----- Document segment -----

This transaction suspends the issuance even if a defined number of
tokens was defined in the token offering issuance transaction.
* In case of an issuance suspeded, or ended, by a transaction
spending r or s, every transaction of the block containing the spending
transaction will be considered valid as a receiver of tokens.
* Thus, sending bitcoins to the address of the outputs r or s will
be considered as part of the offering, only if it is included in a block
between the block of the transaction that has r or s as an output
(start), and the block of the transaction that spends the output r or s
(end), inclusive.
A token offering issuance transaction of the first type permits to set a
rate, and to issue tokens every time bitcoins are received by an
address. The rate is defined by the number signaled by the output r. One
token will be issued for every r satoshis received.
A token offering issuance transaction of the second type does not set a
predefined rate at the start. The rate will be defined by the
transaction that closes the issuance by spending the output s. The first
(smallest) output of the closing transaction, or the first output after
the cut (if a cut is present), will signal the rate. This type of token
offering issuance, having the price defined at the end, permits to issue
token based on parameters related to the issuance itself. This is the
case, for example, of Dutch Auctions.

-----

What to work on.
A. In the token offering text, how many satoshis must an address receive for one token to be issued under the first type of issuance?
B. For each statement, say yes or no to whether the token offering text supports it, and quote the words that decide it. (i) The second type of issuance sets a predefined rate at the start. (ii) Dutch Auctions are given as an example of the second type. (iii) Bitcoins sent to the address of output r or s count toward the offering only if they are included in a block within the start and end blocks, inclusive.
C. Write the next part of the token offering text, picking up after its final sentence.
The entries that come next have no connection to the token offering text.

----- Data -----

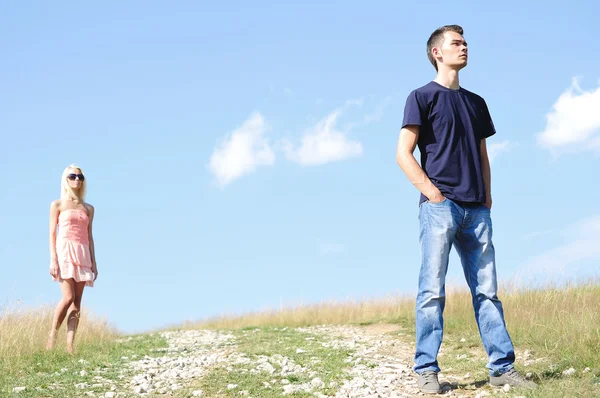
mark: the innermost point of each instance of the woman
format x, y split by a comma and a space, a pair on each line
72, 257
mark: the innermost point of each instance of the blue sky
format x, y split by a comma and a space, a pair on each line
241, 156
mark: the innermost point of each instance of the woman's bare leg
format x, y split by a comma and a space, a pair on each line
67, 288
74, 313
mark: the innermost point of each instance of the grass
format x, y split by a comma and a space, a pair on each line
98, 358
558, 325
254, 343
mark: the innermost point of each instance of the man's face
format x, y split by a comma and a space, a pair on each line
453, 52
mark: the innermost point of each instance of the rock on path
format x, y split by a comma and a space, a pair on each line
380, 365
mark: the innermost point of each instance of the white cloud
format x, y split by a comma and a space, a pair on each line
242, 151
377, 113
578, 253
574, 122
497, 148
324, 142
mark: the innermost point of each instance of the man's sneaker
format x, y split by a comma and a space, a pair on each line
513, 379
428, 382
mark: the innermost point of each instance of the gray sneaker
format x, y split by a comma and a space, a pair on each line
428, 382
513, 379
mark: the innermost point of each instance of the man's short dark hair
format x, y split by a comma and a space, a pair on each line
436, 39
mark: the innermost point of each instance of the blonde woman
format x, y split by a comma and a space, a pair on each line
72, 257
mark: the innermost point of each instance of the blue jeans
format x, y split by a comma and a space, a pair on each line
469, 229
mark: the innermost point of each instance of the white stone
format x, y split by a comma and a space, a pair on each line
317, 383
569, 372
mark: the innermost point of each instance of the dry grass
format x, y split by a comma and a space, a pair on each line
24, 332
558, 322
327, 313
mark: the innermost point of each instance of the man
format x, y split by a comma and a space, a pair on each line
450, 126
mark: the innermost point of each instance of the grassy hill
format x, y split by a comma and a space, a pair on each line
556, 331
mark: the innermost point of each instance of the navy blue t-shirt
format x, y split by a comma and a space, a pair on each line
452, 124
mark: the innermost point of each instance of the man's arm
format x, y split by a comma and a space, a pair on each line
487, 173
407, 142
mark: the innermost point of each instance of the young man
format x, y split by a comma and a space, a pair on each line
450, 125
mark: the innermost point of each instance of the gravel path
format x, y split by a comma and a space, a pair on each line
380, 366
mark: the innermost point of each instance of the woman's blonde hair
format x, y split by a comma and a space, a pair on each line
66, 191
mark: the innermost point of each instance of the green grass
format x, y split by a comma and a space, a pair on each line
56, 374
327, 364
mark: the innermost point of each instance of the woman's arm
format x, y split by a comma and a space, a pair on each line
54, 211
91, 240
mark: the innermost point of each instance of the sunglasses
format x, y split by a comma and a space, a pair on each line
72, 177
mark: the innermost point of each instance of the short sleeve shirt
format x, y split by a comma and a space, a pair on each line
452, 124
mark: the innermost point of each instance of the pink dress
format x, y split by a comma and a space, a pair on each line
73, 247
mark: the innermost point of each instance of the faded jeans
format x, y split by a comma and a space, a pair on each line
469, 229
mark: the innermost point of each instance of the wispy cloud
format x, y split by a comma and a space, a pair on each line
580, 248
496, 148
325, 142
242, 151
377, 113
573, 125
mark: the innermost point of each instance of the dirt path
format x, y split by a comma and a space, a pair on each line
380, 365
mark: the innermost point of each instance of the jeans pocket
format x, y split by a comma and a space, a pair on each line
438, 203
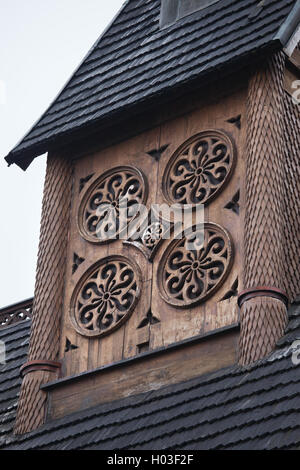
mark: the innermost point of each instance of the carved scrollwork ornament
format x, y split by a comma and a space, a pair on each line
199, 168
106, 296
195, 266
111, 203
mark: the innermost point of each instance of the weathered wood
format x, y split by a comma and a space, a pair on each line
150, 153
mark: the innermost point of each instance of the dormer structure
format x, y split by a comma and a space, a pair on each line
187, 106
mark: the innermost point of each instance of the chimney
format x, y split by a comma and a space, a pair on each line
173, 10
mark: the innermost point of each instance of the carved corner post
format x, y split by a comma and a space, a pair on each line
47, 308
263, 309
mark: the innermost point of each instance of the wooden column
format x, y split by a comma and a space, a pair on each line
48, 297
263, 310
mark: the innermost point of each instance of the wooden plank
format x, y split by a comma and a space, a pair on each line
152, 372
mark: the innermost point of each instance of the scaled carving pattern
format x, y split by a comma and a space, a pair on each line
111, 196
194, 267
105, 296
199, 168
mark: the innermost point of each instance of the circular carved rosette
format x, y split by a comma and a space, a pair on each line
105, 296
195, 266
110, 203
199, 168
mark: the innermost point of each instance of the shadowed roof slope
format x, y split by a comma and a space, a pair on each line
135, 61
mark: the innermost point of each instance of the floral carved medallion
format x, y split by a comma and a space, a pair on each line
199, 168
195, 266
110, 204
105, 296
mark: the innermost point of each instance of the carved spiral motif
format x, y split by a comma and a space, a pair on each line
152, 235
105, 296
194, 267
110, 203
199, 168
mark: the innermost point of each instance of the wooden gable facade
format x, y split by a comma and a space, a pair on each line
116, 317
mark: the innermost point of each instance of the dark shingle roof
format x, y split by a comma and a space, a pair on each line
134, 60
16, 339
257, 407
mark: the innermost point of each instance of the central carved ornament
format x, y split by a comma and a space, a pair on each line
195, 266
105, 296
199, 168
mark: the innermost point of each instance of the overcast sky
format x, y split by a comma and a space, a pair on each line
41, 44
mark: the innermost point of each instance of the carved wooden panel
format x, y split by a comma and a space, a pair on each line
104, 200
127, 296
199, 168
195, 266
105, 296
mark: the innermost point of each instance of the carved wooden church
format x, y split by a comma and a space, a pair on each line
143, 341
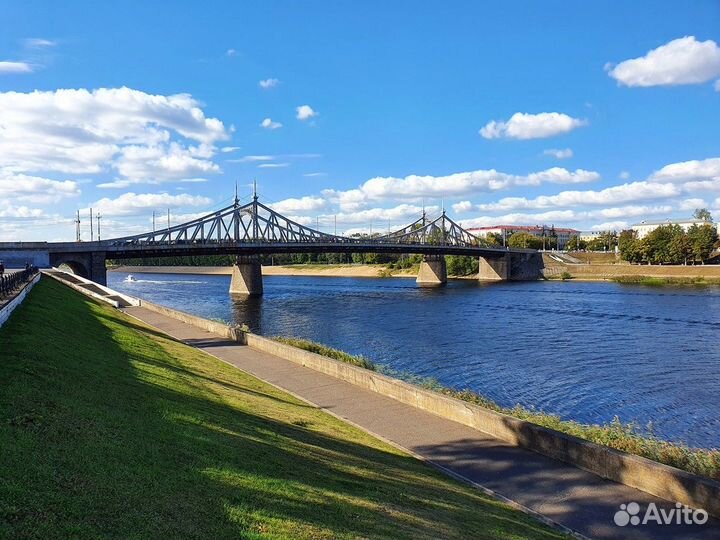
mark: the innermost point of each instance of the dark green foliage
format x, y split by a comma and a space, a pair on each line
626, 437
109, 429
670, 244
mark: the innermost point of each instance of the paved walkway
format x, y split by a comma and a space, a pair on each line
565, 494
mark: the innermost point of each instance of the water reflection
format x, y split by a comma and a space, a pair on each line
586, 351
247, 309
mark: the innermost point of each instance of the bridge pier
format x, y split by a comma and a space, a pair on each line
433, 271
247, 276
512, 266
89, 264
495, 269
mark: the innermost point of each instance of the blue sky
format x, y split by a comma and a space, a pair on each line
605, 113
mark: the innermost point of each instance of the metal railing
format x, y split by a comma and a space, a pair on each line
9, 283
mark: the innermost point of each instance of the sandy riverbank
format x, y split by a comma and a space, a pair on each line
598, 272
315, 270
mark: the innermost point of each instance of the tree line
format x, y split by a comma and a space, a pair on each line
670, 244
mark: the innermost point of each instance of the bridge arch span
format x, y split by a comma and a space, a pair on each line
89, 264
74, 267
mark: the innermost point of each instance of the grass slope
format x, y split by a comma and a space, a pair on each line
111, 430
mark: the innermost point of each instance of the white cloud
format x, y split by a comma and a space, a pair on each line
686, 171
415, 187
269, 124
104, 130
265, 84
21, 212
565, 217
611, 226
558, 175
564, 153
251, 159
9, 67
681, 61
624, 193
531, 126
153, 164
303, 204
39, 43
692, 204
130, 203
305, 112
462, 206
273, 165
400, 214
36, 189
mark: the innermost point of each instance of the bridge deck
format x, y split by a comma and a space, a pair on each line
571, 497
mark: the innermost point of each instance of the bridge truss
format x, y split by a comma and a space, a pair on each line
255, 223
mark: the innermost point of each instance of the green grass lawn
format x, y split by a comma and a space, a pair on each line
109, 429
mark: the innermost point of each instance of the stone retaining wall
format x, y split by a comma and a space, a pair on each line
660, 480
8, 308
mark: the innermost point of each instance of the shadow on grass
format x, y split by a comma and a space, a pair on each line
105, 431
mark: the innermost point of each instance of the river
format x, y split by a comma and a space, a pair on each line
584, 351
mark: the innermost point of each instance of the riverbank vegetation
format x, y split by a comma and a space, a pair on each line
669, 244
662, 281
110, 429
627, 437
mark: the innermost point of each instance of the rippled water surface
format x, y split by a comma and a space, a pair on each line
586, 351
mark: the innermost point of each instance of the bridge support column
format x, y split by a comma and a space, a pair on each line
98, 270
495, 269
247, 276
433, 272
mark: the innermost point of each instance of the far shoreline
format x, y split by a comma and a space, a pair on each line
314, 270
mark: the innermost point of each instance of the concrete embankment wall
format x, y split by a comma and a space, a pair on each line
660, 480
8, 308
614, 271
92, 289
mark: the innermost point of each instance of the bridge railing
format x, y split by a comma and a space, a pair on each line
9, 283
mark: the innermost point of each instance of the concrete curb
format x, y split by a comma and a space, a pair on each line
661, 480
109, 296
8, 308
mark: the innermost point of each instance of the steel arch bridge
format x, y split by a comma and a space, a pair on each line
257, 228
252, 229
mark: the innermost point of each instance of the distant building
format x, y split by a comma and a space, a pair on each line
589, 236
646, 227
506, 231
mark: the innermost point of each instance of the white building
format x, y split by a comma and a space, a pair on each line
589, 236
506, 231
644, 228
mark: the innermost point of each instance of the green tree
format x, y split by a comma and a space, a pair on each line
656, 246
702, 241
524, 240
575, 244
629, 246
703, 213
680, 247
493, 239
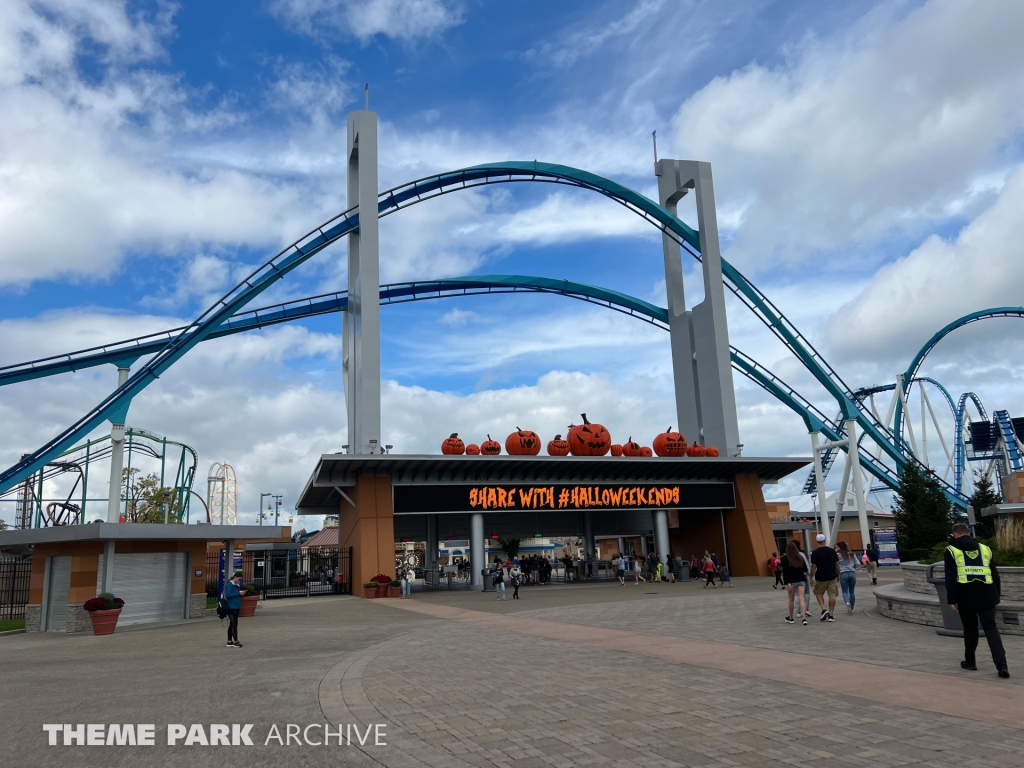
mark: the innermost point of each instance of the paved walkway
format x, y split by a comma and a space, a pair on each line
576, 675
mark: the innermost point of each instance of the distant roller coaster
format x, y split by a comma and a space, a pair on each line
881, 449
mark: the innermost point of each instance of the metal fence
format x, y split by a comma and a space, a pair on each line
15, 574
275, 573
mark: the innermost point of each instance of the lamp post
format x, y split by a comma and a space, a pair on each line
260, 515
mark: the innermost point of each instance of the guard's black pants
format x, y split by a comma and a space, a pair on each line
970, 619
232, 626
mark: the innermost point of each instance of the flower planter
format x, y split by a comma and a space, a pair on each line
103, 622
249, 605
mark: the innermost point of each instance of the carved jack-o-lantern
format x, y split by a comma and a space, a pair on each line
522, 442
454, 445
589, 439
491, 448
558, 446
670, 443
632, 449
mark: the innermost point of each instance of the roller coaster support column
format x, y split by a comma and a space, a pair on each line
853, 458
117, 456
361, 335
706, 400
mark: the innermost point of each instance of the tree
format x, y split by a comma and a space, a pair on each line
145, 501
984, 496
923, 513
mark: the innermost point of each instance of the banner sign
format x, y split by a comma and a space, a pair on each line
518, 498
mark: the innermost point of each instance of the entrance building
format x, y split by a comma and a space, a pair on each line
686, 505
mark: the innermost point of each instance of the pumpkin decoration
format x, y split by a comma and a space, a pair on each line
589, 439
670, 443
454, 445
632, 449
558, 446
522, 442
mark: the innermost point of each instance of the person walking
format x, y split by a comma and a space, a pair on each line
795, 579
775, 566
637, 572
973, 590
233, 597
408, 574
824, 578
872, 561
847, 574
709, 567
498, 580
515, 577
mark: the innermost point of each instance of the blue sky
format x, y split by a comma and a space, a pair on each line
867, 169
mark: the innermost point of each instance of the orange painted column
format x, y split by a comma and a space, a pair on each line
369, 528
749, 528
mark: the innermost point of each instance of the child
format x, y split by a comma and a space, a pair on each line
726, 577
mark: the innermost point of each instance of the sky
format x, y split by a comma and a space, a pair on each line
868, 172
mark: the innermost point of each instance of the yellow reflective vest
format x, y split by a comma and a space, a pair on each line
973, 564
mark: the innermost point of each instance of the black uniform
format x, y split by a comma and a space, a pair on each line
974, 601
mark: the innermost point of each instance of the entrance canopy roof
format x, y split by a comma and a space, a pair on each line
335, 472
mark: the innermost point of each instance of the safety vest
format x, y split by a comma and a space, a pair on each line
973, 565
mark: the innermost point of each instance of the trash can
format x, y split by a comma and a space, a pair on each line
951, 624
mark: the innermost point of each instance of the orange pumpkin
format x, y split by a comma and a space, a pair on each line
491, 448
632, 449
670, 443
454, 445
522, 442
589, 439
558, 446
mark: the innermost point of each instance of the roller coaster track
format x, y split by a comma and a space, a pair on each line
115, 406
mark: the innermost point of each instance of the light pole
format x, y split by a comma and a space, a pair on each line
260, 514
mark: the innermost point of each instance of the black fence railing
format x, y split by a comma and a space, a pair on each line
15, 576
304, 572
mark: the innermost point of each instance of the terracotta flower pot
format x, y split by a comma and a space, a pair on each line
103, 622
249, 605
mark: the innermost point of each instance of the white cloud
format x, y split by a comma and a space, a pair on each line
850, 140
399, 19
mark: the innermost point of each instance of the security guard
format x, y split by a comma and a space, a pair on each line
973, 591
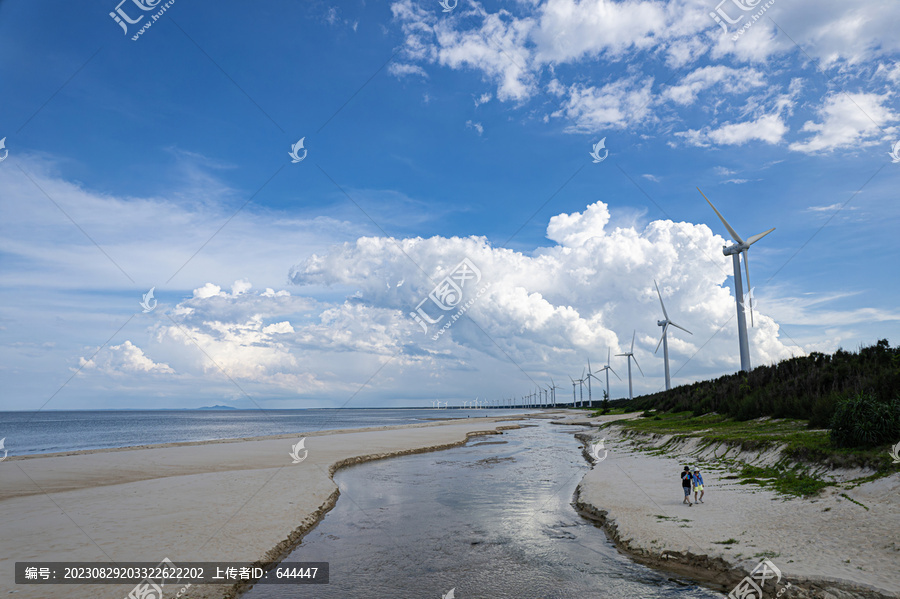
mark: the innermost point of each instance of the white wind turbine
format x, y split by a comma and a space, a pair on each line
630, 354
607, 368
664, 339
740, 247
588, 379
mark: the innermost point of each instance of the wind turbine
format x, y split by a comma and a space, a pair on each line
590, 374
607, 368
631, 357
581, 390
740, 247
664, 339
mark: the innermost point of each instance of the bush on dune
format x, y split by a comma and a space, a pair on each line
863, 421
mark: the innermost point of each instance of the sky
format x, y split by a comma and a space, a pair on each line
482, 200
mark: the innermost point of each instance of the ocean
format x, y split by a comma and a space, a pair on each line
57, 430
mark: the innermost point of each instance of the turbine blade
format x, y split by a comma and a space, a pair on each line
681, 327
660, 301
733, 233
638, 365
749, 295
756, 238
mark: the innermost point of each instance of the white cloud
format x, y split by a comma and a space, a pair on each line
769, 128
399, 69
568, 30
125, 358
846, 120
584, 293
620, 104
729, 80
482, 99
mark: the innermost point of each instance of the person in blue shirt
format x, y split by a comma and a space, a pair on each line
686, 482
698, 486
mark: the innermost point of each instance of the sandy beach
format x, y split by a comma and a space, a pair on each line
244, 500
827, 546
235, 500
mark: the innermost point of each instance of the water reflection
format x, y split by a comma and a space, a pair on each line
491, 520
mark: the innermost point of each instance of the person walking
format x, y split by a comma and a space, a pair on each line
686, 482
698, 485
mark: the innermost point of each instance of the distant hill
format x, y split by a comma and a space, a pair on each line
808, 387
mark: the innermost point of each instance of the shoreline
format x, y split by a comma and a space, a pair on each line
634, 516
146, 503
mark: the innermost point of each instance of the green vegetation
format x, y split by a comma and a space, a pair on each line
792, 476
863, 421
800, 443
789, 481
848, 498
808, 387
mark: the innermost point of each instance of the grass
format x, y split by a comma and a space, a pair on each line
788, 481
801, 443
848, 498
599, 412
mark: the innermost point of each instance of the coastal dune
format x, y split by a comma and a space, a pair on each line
830, 546
237, 500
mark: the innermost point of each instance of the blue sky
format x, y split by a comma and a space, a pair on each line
432, 137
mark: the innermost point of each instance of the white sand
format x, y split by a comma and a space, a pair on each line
212, 502
824, 539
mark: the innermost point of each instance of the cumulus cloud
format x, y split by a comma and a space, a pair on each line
125, 358
584, 294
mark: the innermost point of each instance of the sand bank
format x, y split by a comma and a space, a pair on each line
236, 500
827, 547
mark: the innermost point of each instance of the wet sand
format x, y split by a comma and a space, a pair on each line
237, 500
832, 547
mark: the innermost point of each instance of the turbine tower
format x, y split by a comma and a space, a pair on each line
740, 247
664, 339
607, 368
631, 357
590, 374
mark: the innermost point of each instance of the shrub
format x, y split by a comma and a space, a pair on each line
863, 421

-----

Responses.
A. One token is issued for every r satoshis received, where r is the number signaled by the output r.

B.
(i) No: "does not set a predefined rate at the start."
(ii) Yes: "This is the case, for example, of Dutch Auctions."
(iii) Yes: "only if it is included in a block between the block of the transaction that has r or s as an output (start), and the block of the transaction that spends the output r or s (end), inclusive."

C.
Note: A token offering issuance transaction can be seen as a transfer
transaction, that sends all the tokens that receives to the output c.
Note: the type of token issued is defined by the token offering issuance
transaction, seen as an issuance transaction. Since a token offering
transaction is also the closure of some issuing chains, this means that
the same token offer will issue different type of tokens. In fact, a
different type of token will be issued for every issuance chain that
ends with the same token offering issuance transaction. Thus a token
type can be first issued in a controlled way (this is usually called
pre-ICO) and then the rate can be stated, and the same type of token can
be offered to the public (this is usually called the ICO). Since the
token offering issuance transaction closes the issuance forever, there
is the guarantee that no other tokens of the same type will ever be
issued after the offer is closed. In order to offer tokens at different
prices, multiple issuance transactions can be generated with POCs
originating from the same issuance chain.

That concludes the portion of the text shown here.